-- Opening Marker --

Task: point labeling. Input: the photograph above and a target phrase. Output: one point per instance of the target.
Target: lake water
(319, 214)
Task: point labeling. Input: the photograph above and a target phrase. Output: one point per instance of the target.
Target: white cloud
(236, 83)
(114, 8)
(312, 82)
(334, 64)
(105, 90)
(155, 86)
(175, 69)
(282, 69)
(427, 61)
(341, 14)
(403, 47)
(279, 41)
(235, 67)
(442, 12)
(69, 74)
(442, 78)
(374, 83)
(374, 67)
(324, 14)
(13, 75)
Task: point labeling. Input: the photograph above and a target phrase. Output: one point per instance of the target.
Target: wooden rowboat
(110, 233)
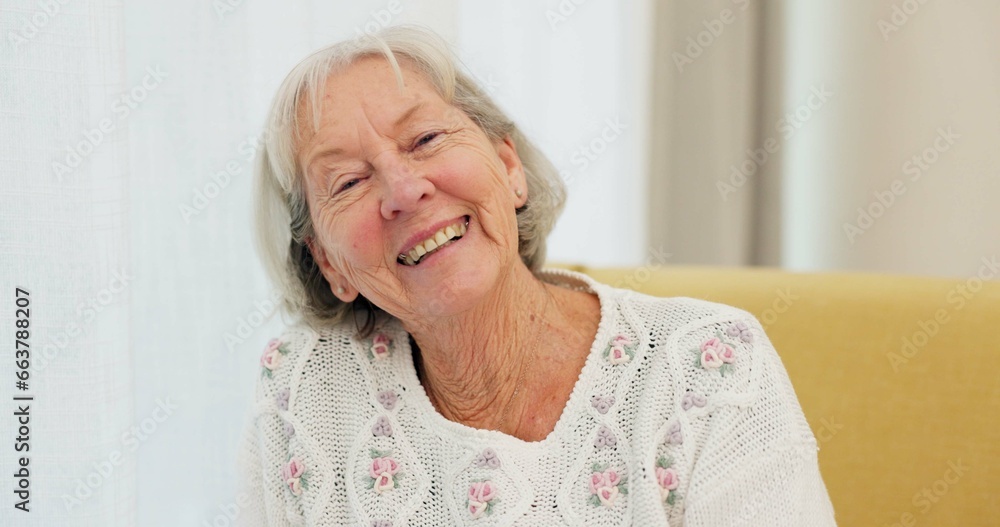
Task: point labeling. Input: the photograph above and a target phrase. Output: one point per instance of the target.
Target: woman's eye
(348, 185)
(426, 138)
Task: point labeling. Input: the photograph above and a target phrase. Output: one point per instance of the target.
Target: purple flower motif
(387, 399)
(282, 399)
(741, 330)
(605, 438)
(488, 459)
(382, 427)
(692, 399)
(674, 435)
(602, 404)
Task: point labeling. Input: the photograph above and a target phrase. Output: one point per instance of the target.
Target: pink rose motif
(710, 353)
(272, 354)
(607, 495)
(293, 469)
(482, 491)
(618, 355)
(667, 478)
(383, 465)
(382, 471)
(481, 494)
(477, 508)
(605, 486)
(380, 346)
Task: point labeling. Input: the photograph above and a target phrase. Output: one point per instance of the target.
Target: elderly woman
(438, 376)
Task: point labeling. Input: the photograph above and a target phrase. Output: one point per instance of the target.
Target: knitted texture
(682, 415)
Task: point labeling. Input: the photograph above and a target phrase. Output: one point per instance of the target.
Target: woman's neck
(479, 369)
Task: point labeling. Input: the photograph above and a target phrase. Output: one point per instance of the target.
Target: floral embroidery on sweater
(281, 399)
(488, 459)
(620, 350)
(605, 486)
(482, 496)
(384, 472)
(271, 358)
(380, 348)
(715, 354)
(294, 474)
(666, 477)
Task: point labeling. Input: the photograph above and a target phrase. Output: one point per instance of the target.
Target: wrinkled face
(393, 172)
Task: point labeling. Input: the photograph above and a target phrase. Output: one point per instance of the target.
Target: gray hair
(283, 223)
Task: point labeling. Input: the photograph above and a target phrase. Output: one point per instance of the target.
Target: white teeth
(440, 238)
(430, 245)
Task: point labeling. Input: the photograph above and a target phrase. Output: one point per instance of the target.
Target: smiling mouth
(441, 239)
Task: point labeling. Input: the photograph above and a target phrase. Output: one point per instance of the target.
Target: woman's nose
(403, 187)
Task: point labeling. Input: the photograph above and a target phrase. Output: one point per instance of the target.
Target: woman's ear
(516, 179)
(338, 285)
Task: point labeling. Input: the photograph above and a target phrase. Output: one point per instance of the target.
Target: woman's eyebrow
(407, 114)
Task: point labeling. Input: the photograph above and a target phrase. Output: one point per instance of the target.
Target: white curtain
(149, 310)
(882, 120)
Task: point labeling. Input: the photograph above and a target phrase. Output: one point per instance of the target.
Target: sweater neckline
(578, 396)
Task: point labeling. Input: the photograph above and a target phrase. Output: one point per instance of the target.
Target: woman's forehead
(368, 90)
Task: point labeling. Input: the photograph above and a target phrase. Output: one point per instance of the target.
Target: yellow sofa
(898, 376)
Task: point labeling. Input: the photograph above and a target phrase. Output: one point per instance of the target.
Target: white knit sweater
(682, 415)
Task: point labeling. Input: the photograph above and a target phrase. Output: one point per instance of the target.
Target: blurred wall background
(856, 135)
(129, 129)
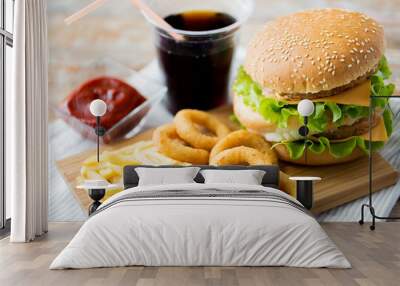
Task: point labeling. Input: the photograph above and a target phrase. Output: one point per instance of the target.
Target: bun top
(314, 51)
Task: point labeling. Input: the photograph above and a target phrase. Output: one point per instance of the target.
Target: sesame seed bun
(315, 51)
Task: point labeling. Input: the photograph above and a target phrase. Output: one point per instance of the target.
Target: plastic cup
(197, 69)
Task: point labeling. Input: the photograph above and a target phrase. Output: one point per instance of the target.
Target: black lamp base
(304, 193)
(96, 195)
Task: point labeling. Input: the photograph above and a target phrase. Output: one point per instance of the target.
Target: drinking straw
(138, 4)
(156, 18)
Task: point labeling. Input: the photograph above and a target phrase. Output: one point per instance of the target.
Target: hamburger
(334, 58)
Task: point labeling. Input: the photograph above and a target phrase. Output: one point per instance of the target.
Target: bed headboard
(271, 177)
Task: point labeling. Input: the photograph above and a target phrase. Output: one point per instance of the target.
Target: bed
(201, 224)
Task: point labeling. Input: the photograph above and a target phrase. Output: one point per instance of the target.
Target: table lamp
(98, 108)
(304, 185)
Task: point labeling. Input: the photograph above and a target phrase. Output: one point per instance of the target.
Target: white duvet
(200, 231)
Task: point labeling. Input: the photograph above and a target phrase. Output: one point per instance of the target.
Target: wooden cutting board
(340, 183)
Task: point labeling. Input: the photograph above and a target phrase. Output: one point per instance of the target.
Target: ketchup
(120, 97)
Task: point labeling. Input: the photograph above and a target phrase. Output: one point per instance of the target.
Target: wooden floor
(375, 257)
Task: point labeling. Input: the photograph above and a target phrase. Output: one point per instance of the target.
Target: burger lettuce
(279, 112)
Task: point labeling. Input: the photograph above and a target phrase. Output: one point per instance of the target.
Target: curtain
(26, 123)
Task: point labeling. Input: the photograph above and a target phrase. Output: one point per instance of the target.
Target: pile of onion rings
(198, 137)
(191, 137)
(243, 147)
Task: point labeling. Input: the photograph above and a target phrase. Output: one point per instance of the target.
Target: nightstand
(96, 191)
(305, 190)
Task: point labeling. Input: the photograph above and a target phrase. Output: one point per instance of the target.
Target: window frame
(6, 39)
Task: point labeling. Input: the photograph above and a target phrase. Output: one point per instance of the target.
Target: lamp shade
(305, 107)
(98, 107)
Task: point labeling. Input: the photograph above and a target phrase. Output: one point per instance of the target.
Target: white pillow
(164, 176)
(248, 177)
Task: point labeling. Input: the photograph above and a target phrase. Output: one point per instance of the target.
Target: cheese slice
(378, 133)
(358, 95)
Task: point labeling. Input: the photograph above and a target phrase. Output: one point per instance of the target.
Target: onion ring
(186, 121)
(247, 139)
(170, 144)
(240, 155)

-- Closing Marker --

## Exercise details
Return all the lines above exactly; none of the pictures should appear.

## Expected answer
Task: point labeling. Input: the photograph above and a target phrase. Output: one point per instance of the target.
Target: lake water
(319, 214)
Task: point labeling. Input: the photograph above and a target phrase. Output: one point per instance of the target.
Target: white cloud
(236, 83)
(114, 8)
(312, 82)
(334, 64)
(105, 90)
(155, 86)
(175, 69)
(282, 69)
(427, 61)
(341, 14)
(403, 47)
(279, 41)
(235, 67)
(442, 12)
(69, 74)
(442, 78)
(374, 83)
(374, 67)
(324, 14)
(13, 75)
Task: point labeling. Input: the photograph above and a target phrase. Output: one point per instance of the target.
Target: wooden rowboat
(110, 233)
Task: point labeling. Input: the photograph above and a target phrase. Output: one point per instance of the target.
Target: woman's eye
(348, 185)
(426, 138)
Task: point labeling. Input: the photograph above and a target phrase. Output: one point per instance of the target.
Target: purple flower motif
(387, 399)
(282, 399)
(741, 330)
(605, 438)
(488, 459)
(382, 427)
(692, 399)
(674, 435)
(602, 404)
Task: point labeling. Input: the photograph above and a target phrase. Output: one point per instance of the target.
Target: pink rose motif
(710, 353)
(272, 354)
(607, 495)
(293, 469)
(482, 491)
(618, 355)
(667, 478)
(383, 465)
(382, 471)
(481, 494)
(477, 508)
(605, 486)
(380, 346)
Task: point labeling. Input: the photograph above and a target phrase. Output: one point per instance of the target.
Target: elderly woman
(438, 376)
Task: point labeling. Input: the photograph above and a target phrase. Output: one point per instance of the target.
Target: knitted texture
(682, 415)
Task: point labeling. Input: the photograph above and a target phrase. Output: one point per instance of the target.
Target: woman's neck
(479, 369)
Task: point labeling. Input: the photograph above and a target phrase. Output: one point per instance of the target.
Target: floral embroidery on sweater
(281, 399)
(488, 459)
(620, 350)
(605, 486)
(482, 496)
(384, 472)
(271, 358)
(380, 348)
(715, 354)
(294, 474)
(666, 477)
Task: point labeling. Input: the photograph above and a target phrase. Output: one point per instance of the target.
Target: wrinkled face
(393, 172)
Task: point labeling. Input: the photograph above and a target phrase. Output: one point per instance of the target.
Target: gray hair
(283, 223)
Task: point labeling. Input: the photograph above and a target phrase. Output: one point per instance of the target.
Target: white teeth
(440, 238)
(430, 245)
Task: point labeling. Input: the photograph above and a target phrase. Output: one point per instance of the target.
Target: smiling mouth
(441, 239)
Task: point labeling. Input: the photograph above and a target phrase. Output: one point per instance of the target.
Target: woman's nose
(403, 187)
Task: point labeling. Input: the photograph above and a target phrase. Output: one point per instance of the target.
Target: woman's ear
(516, 179)
(338, 285)
Task: point labeling. Input: the photograph above and a target phrase. Output: one point per instance of the target.
Target: woman's eyebrow
(407, 114)
Task: point labeling. Input: the photograph above and a target phrase. Output: one point per instance of the target.
Target: white curtain
(149, 310)
(882, 120)
Task: point labeling. Input: the photograph above and a target phrase. Output: one point per instance of the target.
Target: sweater neckline
(578, 396)
Task: point labeling. Input: the photograph above and a target phrase. Output: one point per instance of the target.
Target: woman's forehead
(368, 90)
Task: point labeling. Input: the photograph above and a target phrase. Output: one point per instance of the target.
Target: yellow sofa
(898, 376)
Task: point labeling. Input: the photograph above and a target phrase. Output: one point per instance of the target.
Target: white knit sweater
(682, 415)
Task: point labeling. Input: the photograph above and a target phrase. Output: one point per instance of the target.
Target: blurred wall background
(856, 135)
(129, 129)
Task: point labeling. Input: the photograph above and a target phrase. Output: one point per instance of the target.
Target: bun top
(314, 51)
Task: point labeling. Input: the photograph above and a target phrase. Output: one point per instance of the target.
Target: sesame seed bun
(315, 51)
Task: point labeling. Input: the photograph above and a target phrase. Output: one point per instance of the target.
Target: plastic cup
(197, 69)
Task: point labeling. Input: the photograph above and a target phrase. Output: one point per instance of the target.
Target: black lamp base
(304, 193)
(96, 195)
Task: point labeling. Input: the photograph above and a target phrase. Output: one point per instance of the target.
Target: drinking straw
(138, 4)
(156, 18)
Task: point labeling. Input: the photograph above and a target phrase. Output: one point per instance of the target.
Target: hamburger
(334, 58)
Task: point labeling. Input: the photograph above and a target phrase. Output: one point per instance of the target.
Target: bed headboard
(271, 177)
Task: point labeling. Input: the photograph above and a target phrase. Output: one point per instance of the target.
Target: bed
(201, 224)
Task: point labeling. Input: the photograph above and a target phrase. Output: one point per instance of the target.
Target: table lamp
(98, 108)
(304, 185)
Task: point labeling. Input: the photograph above and a target phrase. Output: one point per instance of the target.
Target: white duvet
(200, 231)
Task: point labeling. Input: the photograph above and a target phrase. Output: one point per instance of the target.
Target: wooden cutting board
(340, 183)
Task: point labeling. Input: the photograph above and a target phrase. Output: one point per instance of the target.
Target: ketchup
(120, 97)
Task: point labeling. Input: the photograph above and a target phrase. Output: one point per instance of the target.
Target: wooden floor
(375, 257)
Task: point labeling. Input: the photograph above and a target phrase. Output: one point per instance of the target.
Target: burger lettuce
(279, 112)
Task: point labeling. Input: the photograph above and a target phrase. Output: one point per instance of the target.
Target: curtain
(26, 123)
Task: point labeling. Input: the photograph above and a target phrase. Output: one point per instance of the target.
Target: pile of onion rings
(198, 137)
(191, 137)
(243, 147)
Task: point labeling. Input: the photograph above and a target phrase. Output: one point per instance of the target.
Target: nightstand
(96, 191)
(305, 190)
Task: point labeling. Input: the photograph above and a target phrase. Output: one point per instance of the target.
Target: window frame
(6, 39)
Task: point labeling. Input: the photograph above and a target phrase. Output: one point per instance of the target.
Target: lamp shade
(305, 107)
(98, 107)
Task: point labeling. Input: the photograph above and a target phrase. Output: one point per instance of the target.
Target: white pillow
(164, 176)
(248, 177)
Task: point labeling. Input: the photograph above and a target phrase. Output: one point per instance of the target.
Target: cheese slice
(378, 133)
(358, 95)
Task: point labeling. Input: the photograph above and a target phrase. Output: one point per instance of the target.
Target: onion ring
(186, 121)
(247, 139)
(170, 144)
(240, 155)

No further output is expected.